TF 6B_727/2020 du 28 octobre 2021
Responsabilité médicale; homicide par négligence, prescription d’un médicament contre-indiqué, négligence; art. 117 CP; 26 LTPh
Un médecin avait prescrit à sa patiente du Cefuroxim, un médicament contre-indiqué pour les personnes allergiques à la pénicilline. La patiente est décédée le jour même d’un choc anaphylactique, provoqué par ce médicament. Le médecin a été libéré du chef d’accusation d’homicide par négligence aussi bien par le Président du tribunal de première instance que par le Tribunal cantonal d’Argovie. Le TF a rejeté le recours déposé par les enfants de la défunte.

_Extraits de données_:
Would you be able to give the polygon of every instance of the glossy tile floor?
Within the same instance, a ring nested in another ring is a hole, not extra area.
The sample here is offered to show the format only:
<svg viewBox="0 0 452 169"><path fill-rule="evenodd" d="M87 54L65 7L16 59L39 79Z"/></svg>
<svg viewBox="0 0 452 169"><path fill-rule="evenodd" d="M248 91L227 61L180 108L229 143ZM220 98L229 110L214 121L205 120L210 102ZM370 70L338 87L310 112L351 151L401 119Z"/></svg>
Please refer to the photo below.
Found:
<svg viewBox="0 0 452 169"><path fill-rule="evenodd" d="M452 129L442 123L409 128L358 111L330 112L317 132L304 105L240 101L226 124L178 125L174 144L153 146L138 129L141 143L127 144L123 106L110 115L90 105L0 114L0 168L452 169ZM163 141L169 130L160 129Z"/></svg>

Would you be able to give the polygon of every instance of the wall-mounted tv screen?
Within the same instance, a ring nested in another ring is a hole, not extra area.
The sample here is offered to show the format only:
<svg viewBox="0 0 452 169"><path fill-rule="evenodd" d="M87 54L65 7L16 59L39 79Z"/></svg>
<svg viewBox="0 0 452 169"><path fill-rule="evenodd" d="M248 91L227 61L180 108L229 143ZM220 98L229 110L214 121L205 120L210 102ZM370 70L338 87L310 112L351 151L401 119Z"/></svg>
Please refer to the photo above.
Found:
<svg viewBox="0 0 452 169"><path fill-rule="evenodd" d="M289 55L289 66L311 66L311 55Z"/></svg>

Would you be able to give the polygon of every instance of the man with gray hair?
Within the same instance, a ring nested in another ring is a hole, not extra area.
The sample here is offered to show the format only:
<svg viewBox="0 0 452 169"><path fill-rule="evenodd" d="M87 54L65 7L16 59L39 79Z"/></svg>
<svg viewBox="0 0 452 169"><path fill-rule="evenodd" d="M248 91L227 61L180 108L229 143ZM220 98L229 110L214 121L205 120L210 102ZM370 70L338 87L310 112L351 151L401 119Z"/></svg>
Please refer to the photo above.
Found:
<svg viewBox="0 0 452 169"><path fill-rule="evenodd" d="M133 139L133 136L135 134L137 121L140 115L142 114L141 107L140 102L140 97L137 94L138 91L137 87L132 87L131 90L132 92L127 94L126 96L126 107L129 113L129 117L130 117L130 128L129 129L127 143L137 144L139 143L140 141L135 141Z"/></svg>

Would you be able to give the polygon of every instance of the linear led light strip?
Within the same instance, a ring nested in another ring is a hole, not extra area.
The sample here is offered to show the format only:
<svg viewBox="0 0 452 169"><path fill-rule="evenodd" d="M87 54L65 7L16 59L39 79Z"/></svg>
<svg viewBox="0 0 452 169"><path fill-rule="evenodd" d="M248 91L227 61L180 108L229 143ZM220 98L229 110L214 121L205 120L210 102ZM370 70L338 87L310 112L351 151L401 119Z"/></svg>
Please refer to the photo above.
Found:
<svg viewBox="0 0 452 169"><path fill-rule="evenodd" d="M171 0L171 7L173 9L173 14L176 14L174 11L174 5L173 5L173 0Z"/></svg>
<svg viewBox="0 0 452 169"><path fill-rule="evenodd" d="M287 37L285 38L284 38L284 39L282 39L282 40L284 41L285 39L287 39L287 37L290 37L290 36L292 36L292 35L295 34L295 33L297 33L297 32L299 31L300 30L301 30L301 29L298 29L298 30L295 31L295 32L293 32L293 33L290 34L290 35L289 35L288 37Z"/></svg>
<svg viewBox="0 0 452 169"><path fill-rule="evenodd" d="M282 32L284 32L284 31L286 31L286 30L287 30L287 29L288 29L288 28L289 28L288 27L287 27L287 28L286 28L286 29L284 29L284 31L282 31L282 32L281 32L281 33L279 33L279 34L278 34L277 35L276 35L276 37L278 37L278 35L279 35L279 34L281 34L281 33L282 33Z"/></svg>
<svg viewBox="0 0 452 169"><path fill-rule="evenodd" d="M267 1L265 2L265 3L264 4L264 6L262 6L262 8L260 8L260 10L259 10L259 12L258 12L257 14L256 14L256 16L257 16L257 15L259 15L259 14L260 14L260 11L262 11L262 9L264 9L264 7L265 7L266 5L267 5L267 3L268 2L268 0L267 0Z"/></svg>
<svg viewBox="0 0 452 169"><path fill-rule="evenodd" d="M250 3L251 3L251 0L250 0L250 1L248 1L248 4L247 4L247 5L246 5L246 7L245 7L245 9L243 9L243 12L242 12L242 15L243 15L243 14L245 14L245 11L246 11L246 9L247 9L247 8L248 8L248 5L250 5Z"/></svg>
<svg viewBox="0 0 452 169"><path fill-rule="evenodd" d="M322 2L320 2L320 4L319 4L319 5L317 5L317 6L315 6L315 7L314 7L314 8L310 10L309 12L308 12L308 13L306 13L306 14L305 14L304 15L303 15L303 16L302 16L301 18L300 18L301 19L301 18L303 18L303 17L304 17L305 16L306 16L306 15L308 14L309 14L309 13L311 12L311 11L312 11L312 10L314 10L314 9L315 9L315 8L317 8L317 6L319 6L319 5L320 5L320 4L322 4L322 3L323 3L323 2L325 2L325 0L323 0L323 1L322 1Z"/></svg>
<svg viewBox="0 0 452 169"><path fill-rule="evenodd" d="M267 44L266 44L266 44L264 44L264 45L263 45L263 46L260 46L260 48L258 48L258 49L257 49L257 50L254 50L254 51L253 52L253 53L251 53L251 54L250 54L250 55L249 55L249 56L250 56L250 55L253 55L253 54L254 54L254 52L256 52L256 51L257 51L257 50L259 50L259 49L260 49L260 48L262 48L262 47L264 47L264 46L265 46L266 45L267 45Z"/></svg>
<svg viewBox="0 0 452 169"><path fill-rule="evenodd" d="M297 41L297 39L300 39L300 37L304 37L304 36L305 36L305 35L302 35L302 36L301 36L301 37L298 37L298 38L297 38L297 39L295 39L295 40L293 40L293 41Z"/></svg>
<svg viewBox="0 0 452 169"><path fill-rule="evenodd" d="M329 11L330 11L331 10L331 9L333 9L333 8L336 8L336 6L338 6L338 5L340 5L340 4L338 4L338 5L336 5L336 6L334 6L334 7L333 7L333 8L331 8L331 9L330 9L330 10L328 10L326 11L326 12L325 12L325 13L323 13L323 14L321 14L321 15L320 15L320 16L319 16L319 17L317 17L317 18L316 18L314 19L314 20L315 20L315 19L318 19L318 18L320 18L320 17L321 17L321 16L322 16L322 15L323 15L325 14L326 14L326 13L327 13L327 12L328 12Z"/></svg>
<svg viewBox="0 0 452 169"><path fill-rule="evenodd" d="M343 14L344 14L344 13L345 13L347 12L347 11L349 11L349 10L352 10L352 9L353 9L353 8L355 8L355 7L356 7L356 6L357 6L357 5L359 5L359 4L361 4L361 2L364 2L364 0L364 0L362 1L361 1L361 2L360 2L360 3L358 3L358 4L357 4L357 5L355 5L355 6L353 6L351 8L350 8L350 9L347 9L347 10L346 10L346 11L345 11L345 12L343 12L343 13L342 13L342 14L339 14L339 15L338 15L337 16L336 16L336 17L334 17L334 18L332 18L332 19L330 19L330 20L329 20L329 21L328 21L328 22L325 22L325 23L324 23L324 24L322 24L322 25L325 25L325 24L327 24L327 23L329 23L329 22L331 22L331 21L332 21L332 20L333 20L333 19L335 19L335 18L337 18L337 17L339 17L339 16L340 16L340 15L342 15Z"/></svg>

_Consigne_:
Modifiez le passage du texte fourni allant de « TF 6B_727/2020 du » à « de la défunte. » en remplaçant « Cefuroxim » par « céfuroxime ». Le matériel ci-dessus n'a aucun rapport avec le texte fourni.

_Réponse attendue_:
TF 6B_727/2020 du 28 octobre 2021
Responsabilité médicale; homicide par négligence, prescription d’un médicament contre-indiqué, négligence; art. 117 CP; 26 LTPh
Un médecin avait prescrit à sa patiente du céfuroxime, un médicament contre-indiqué pour les personnes allergiques à la pénicilline. La patiente est décédée le jour même d’un choc anaphylactique, provoqué par ce médicament. Le médecin a été libéré du chef d’accusation d’homicide par négligence aussi bien par le Président du tribunal de première instance que par le Tribunal cantonal d’Argovie. Le TF a rejeté le recours déposé par les enfants de la défunte.